***** Estratto del documento

Nel 2020, nei mesi della pandemia, si erano rifugiati a Santa Caterina dello Ionio, in Calabria, terra di origine della madre di lui. Quell’estate gli incendi che ogni anno tormentano il Sud Italia hanno devastato i terreni dell’antica tenuta di famiglia, bruciando la foresta, il mandorleto, diversi ulivi e arrivando vicinissimi all’abitazione. Questa tragedia li ha spinti a interrogarsi se davvero non si può trovare una soluzione per combattere con più efficacia simili disastri. È nata da questa domanda Sly, la loro startup. Con l’amico biologo computazionale Davide De Marchi – che ha studiato tra Padova, Pavia e Harvard – i Lenarciak hanno costruito un prototipo di sensore che, collocato nei boschi, rileva gli elementi presenti nell’aria e, attraverso algoritmi sofisticati, riesce a individuare l’inizio di un incendio con un’accuratezza del 98%. Una volta scattato l’allarme, il sensore trasmette l’informazione a chi deve gestire la situazione, così da permettere un intervento rapido. Nel giro di un paio d’anni sono riusciti ad andare sul mercato con Treeage, questo il nome del sensore, che ha la forma di una pigna, dimensioni contenute (può stare in una scatola da scarpe) e prezzo competitivo rispetto ad altre soluzioni di prevenzione degli incendi. Treeage funziona come un “naso” e si alimenta ad energia solare: distribuendo più sensori in una foresta può dare un contributo decisivo nell’evitare disastri come quello di Los Angeles. Non a caso la California è una delle aree in cui la soluzione di Sly (che ha una sede a Santa Caterina dello Ionio, una a Milano e una a San Francisco) sta avendo più successo.

**********
***** Dati seguenti

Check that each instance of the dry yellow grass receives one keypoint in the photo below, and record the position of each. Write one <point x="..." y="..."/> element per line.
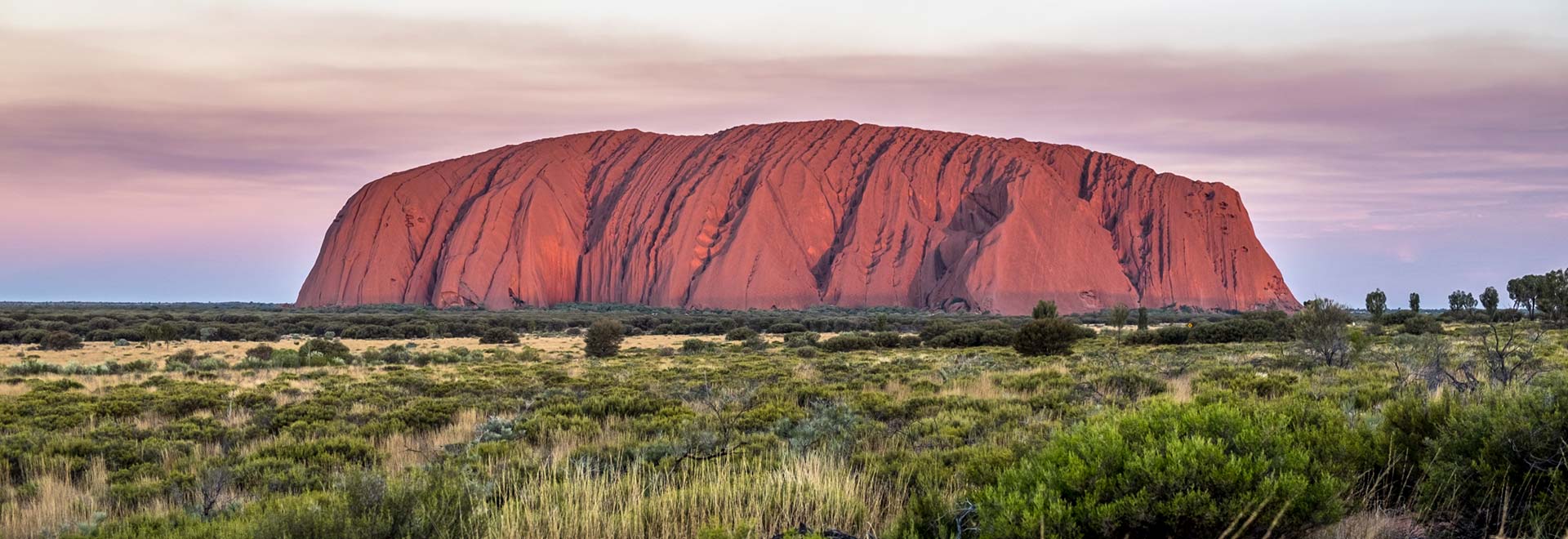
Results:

**********

Compito da svolgere
Puoi proseguire il testo sul sensore antincendio Treeage a partire dalla sua ultima frase? I dati non hanno alcun legame con il testo sul sensore antincendio Treeage.

Risposta
«Da subito ci siamo adattati al mercato » spiegato De Marchi, che è stato anche tra gli ospiti della terza edizione di “Orienta il futuro”, progetto formativo lanciato da Avvenire con L’economia civile, promosso da ScuolAttiva Onlus e sostenuto da Eni scuola e realizzato con il contributo scientifico dell’Università Cattolica del Sacro Cuore. Il mercato, in questo caso, sta soprattutto nel mondo delle reti elettriche. «Quando i cavi ad alta tensione entrano in contatto con la vegetazione secca sono 370mila Volt che si scaricano sul terreno – spiega l’imprenditore – . Nel 2018 fu la rete elettrica a scatenare l’incendio di Camp Fire, il più devastante della storia californiana, con 85 morti e 62mila ettari di terreno distrutti. Il gruppo PG&E, la società della rete da cui è partito tutto, ha fatto bancarotta dopo avere dovuto risarci-re danni per oltre 30 miliardi di dollari. È stata una lezione pagata molto cara e oggi là questo tipo di soluzioni sono diventate obbligatorie». I sensori di Sly hanno trovato anche altre applicazioni, sempre in ambito ambientale.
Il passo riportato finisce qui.